» CONSIGNE 1:
Réécrivez la partie du passage extrait qui commence à « Par ces motifs » et se termine à « une loi fédérale. », en substituant « disposé » à « enclin ».
» CONSIGNE 2:
Répondez aux questions suivantes d'après le passage extrait.
(a) De quel paragraphe de la Loi sur l'immigration le ministre tient-il son pouvoir discrétionnaire ?
(b) Quel article de la Convention est présenté comme portant plus directement sur les droits de propriété et les droits civils que sur des matières de compétence fédérale ?
(c) À quelles législatures relèvent les droits et obligations auxquels le pouvoir exécutif du Canada ne peut pas toucher au moyen de conventions internationales ?
» CONSIGNE 3:
Relevez, dans leur ordre d'apparition, toutes les expressions du passage extrait qui contiennent le mot « droit » ou « droits ».

Qui plus est, le pouvoir exécutif du Canada ne peut pas se servir des conventions internationales de ce genre pour toucher aux droits et obligations qui relèvent de la compétence des législatures provinciales[15]. Dès lors, si l’argument de l’appelante est correct, des dispositions telles que l’article 3 de la Convention, qui par ses termes mêmes porte plus directement sur des matières intéressant les droits de propriété et les droits civils que des matières de compétence fédérale, auraient pour effet d’obliger les pouvoirs exécutif et judiciaire provinciaux à appliquer les normes établies par la Convention même en l’absence de toute loi à cet effet.

Par ces motifs d’ordre constitutionnel, je ne suis pas enclin à reconnaître aux dispositions de la Convention l’effet juridique de limiter le pouvoir discrétionnaire conféré par une loi fédérale.

Il y a indiscutablement aussi des motifs de droit administratif pour ne pas permettre à l’exécutif d’entraver, par la ratification d’un traité, le pouvoir discrétionnaire que le ministre tient du paragraphe 114(2) de la Loi sur l’immigration. En effet, notre Cour a été saisie à maintes reprises de plaintes contre pareille limitation par l’exécutif de ce pouvoir discrétionnaire[16]. À supposer que nous acceptions l’argument qu’en ratifiant cette Convention, l’exécutif avait imposé aux agents d’immigration l’obligation de considérer prioritairement l’intérêt supérieur des enfants, que pourrait-on dire du refus par un agent d’immigration d’annuler l’expulsion du père ou de la mère brutal par ce motif que ce refus est conforme à l’intérêt supérieur de ses enfants, qui doit se voir reconnaître une priorité de premier rang? Ou de la décision de permettre l’expulsion pour des raisons d’ordre humanitaire parce que la personne expulsée retournerait dans le pays où résident son ou ses enfants et qu’il a été démontré que son retour auprès d’eux serait conforme à leur intérêt supérieur, lequel doit être une considération primordiale aux termes de la Convention?

» DONNÉES EXTRAITES:

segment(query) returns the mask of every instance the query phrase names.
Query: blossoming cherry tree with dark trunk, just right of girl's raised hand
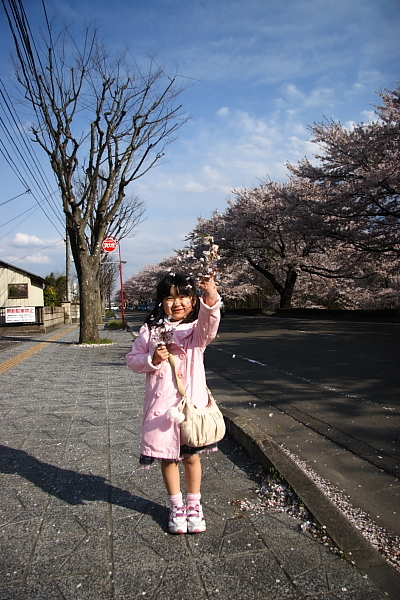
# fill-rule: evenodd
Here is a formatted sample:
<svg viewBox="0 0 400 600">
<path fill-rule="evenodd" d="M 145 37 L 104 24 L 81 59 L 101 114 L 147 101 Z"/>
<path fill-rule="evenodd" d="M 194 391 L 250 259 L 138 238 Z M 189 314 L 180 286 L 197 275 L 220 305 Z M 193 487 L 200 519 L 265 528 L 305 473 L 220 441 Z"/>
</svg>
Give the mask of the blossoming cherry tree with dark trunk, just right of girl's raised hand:
<svg viewBox="0 0 400 600">
<path fill-rule="evenodd" d="M 306 184 L 302 182 L 302 193 Z M 308 185 L 309 196 L 314 191 Z M 322 217 L 304 202 L 297 181 L 268 182 L 234 193 L 236 198 L 228 201 L 223 214 L 215 212 L 208 220 L 198 220 L 188 236 L 192 245 L 199 234 L 211 233 L 221 246 L 221 269 L 224 264 L 225 268 L 233 262 L 240 264 L 253 284 L 258 273 L 264 287 L 268 282 L 279 296 L 281 308 L 290 308 L 293 302 L 297 306 L 357 306 L 355 282 L 365 286 L 371 264 L 341 240 L 324 236 Z"/>
</svg>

» RÉPONSE 1:
Par ces motifs d’ordre constitutionnel, je ne suis pas disposé à reconnaître aux dispositions de la Convention l’effet juridique de limiter le pouvoir discrétionnaire conféré par une loi fédérale.

» RÉPONSE 2:
(a) Du paragraphe 114(2).
(b) L'article 3.
(c) Aux législatures provinciales.

» RÉPONSE 3:
droits et obligations
droits de propriété
droits civils
droit administratif